Copy the listing below from the line containing "the white siding" through the end of the listing, both included, and offset every coordinate in the answer points by 119, leaving the requests unchanged.

> **Given entries**:
_ _ _ _

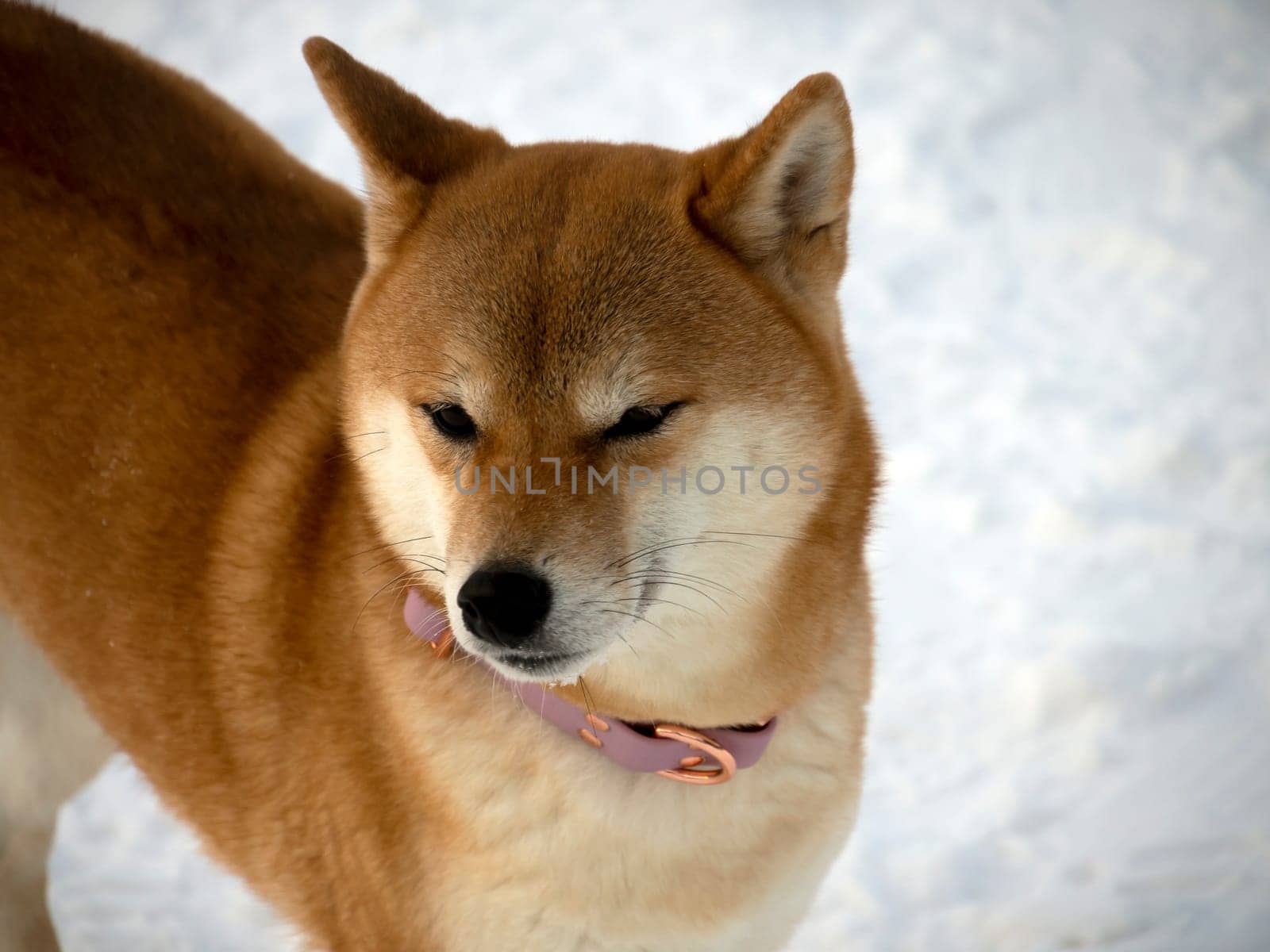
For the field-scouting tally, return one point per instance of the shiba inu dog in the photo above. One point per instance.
(577, 416)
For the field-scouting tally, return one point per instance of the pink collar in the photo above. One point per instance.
(666, 749)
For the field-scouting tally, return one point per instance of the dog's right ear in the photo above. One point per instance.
(406, 145)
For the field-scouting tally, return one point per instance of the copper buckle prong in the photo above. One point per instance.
(705, 746)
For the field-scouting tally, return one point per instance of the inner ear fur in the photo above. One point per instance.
(406, 145)
(778, 196)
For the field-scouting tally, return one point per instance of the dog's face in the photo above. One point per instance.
(597, 393)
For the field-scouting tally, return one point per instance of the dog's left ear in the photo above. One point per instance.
(406, 146)
(778, 196)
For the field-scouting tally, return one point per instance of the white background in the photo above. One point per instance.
(1060, 308)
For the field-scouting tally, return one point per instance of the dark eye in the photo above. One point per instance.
(451, 420)
(639, 420)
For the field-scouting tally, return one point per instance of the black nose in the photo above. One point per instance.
(505, 606)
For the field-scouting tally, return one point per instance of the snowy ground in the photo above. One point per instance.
(1060, 309)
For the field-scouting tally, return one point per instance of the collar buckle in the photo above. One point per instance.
(687, 770)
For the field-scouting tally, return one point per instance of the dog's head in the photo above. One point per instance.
(597, 393)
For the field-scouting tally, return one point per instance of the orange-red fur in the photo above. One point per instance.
(192, 531)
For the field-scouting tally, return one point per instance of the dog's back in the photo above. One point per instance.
(165, 268)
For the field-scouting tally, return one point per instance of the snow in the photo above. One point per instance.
(1058, 305)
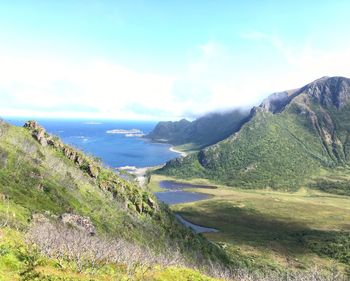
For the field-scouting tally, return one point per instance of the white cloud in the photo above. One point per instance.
(216, 78)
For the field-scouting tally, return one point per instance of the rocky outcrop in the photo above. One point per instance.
(124, 191)
(38, 132)
(84, 163)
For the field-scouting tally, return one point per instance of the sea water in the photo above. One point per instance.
(116, 143)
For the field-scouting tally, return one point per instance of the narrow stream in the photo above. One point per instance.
(174, 193)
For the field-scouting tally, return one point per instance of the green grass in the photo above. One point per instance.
(280, 151)
(36, 179)
(19, 261)
(272, 230)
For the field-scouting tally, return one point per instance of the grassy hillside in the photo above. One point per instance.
(272, 231)
(57, 205)
(298, 140)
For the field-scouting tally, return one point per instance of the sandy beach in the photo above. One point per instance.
(183, 154)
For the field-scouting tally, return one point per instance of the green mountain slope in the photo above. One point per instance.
(202, 132)
(63, 197)
(293, 138)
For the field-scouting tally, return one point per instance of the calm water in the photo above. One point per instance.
(174, 193)
(117, 143)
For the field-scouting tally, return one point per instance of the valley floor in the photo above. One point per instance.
(273, 230)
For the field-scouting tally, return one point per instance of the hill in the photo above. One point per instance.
(293, 138)
(64, 216)
(202, 132)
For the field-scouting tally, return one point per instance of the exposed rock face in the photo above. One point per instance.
(83, 223)
(122, 190)
(326, 91)
(37, 131)
(39, 134)
(3, 159)
(93, 171)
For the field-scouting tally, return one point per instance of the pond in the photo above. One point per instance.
(175, 193)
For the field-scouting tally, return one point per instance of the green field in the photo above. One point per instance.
(270, 229)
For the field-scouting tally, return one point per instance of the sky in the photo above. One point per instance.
(163, 60)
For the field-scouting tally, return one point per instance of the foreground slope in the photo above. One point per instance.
(292, 138)
(61, 210)
(204, 131)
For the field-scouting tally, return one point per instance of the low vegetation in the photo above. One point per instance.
(286, 142)
(268, 231)
(43, 178)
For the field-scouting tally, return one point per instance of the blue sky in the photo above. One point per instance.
(163, 59)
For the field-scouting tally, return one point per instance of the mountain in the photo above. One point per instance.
(63, 214)
(294, 138)
(202, 132)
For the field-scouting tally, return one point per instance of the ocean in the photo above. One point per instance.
(116, 143)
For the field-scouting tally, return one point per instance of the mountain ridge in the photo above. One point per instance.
(203, 131)
(296, 133)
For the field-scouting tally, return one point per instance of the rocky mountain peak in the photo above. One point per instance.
(329, 91)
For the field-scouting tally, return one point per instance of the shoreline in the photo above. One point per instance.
(182, 153)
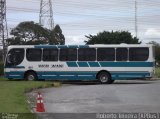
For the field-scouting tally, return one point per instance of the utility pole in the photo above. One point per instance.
(46, 14)
(136, 26)
(3, 27)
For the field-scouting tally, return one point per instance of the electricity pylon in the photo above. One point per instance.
(46, 14)
(3, 27)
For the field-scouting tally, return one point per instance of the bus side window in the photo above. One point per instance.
(50, 54)
(69, 54)
(106, 54)
(86, 54)
(138, 54)
(33, 54)
(121, 54)
(15, 57)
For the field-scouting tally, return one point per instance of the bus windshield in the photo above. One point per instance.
(15, 57)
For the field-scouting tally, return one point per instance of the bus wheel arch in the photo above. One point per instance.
(30, 75)
(104, 77)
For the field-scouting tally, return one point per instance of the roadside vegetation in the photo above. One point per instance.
(13, 98)
(157, 72)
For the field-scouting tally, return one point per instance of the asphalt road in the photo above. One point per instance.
(122, 96)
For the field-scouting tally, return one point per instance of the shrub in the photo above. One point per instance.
(1, 68)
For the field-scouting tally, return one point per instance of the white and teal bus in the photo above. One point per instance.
(104, 63)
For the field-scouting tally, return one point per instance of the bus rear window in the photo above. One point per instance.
(50, 54)
(33, 54)
(121, 54)
(138, 54)
(105, 54)
(87, 54)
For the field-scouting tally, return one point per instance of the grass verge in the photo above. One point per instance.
(157, 72)
(13, 98)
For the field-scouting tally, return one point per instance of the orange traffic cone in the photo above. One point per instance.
(40, 105)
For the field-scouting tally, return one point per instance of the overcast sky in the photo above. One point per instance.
(83, 17)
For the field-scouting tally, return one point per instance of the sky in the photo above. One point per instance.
(84, 17)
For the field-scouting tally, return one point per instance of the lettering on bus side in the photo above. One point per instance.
(50, 66)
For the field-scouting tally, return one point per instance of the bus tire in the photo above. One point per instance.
(104, 78)
(30, 76)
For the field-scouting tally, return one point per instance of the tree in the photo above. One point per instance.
(116, 37)
(30, 33)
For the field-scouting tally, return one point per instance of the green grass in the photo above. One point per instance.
(13, 98)
(157, 73)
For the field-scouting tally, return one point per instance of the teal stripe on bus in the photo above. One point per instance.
(82, 64)
(111, 64)
(72, 64)
(94, 64)
(126, 64)
(78, 75)
(45, 46)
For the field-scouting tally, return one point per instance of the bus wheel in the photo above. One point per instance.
(31, 76)
(105, 78)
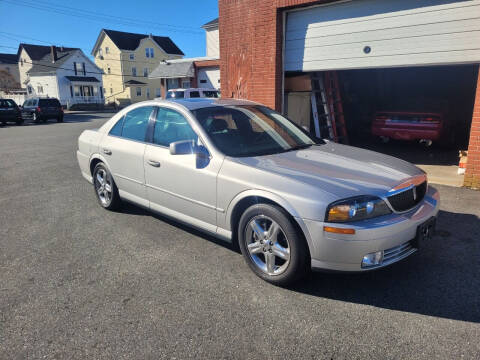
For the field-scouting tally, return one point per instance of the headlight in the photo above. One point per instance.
(357, 208)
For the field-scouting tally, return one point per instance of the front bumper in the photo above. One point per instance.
(392, 234)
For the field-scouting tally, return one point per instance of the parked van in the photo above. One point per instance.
(192, 93)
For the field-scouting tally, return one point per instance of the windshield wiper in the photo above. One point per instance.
(298, 147)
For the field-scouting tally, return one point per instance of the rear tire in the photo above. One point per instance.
(265, 234)
(105, 188)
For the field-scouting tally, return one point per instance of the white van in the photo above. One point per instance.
(192, 93)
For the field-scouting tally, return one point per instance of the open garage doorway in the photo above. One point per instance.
(419, 114)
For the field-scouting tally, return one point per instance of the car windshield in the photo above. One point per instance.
(251, 130)
(175, 95)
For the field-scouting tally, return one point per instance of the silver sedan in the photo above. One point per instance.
(246, 174)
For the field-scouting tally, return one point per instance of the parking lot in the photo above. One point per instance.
(77, 281)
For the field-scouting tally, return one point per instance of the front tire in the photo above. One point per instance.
(272, 246)
(105, 188)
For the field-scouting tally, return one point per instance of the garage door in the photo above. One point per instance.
(382, 33)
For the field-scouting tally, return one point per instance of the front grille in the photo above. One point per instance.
(398, 252)
(407, 199)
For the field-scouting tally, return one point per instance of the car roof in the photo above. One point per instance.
(198, 103)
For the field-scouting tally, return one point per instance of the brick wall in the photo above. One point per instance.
(251, 38)
(472, 173)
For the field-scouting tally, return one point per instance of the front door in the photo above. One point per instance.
(123, 148)
(183, 186)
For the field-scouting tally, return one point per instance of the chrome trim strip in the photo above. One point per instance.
(183, 197)
(127, 178)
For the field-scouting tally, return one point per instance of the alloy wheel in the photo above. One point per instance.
(267, 245)
(103, 186)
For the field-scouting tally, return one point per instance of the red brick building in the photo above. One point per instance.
(256, 59)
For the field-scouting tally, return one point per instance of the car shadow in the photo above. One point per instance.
(442, 280)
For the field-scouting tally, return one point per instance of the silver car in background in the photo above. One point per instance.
(246, 174)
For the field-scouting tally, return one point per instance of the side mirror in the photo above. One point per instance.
(183, 147)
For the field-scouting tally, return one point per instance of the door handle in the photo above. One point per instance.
(153, 163)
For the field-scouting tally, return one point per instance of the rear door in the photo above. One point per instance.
(8, 110)
(123, 149)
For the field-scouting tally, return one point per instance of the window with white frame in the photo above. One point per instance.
(149, 52)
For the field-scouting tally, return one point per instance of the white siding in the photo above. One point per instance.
(67, 69)
(212, 77)
(399, 33)
(47, 82)
(213, 47)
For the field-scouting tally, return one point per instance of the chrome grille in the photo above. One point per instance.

_ _ _ _

> **Correct result**:
For the field-scouting tally, return one point per instance of the white siding in the photo above. One point per instance.
(186, 188)
(331, 196)
(518, 152)
(166, 201)
(332, 166)
For the field-scouting tally, return one point per instance of the chrome grille in the photo above. One point per instance.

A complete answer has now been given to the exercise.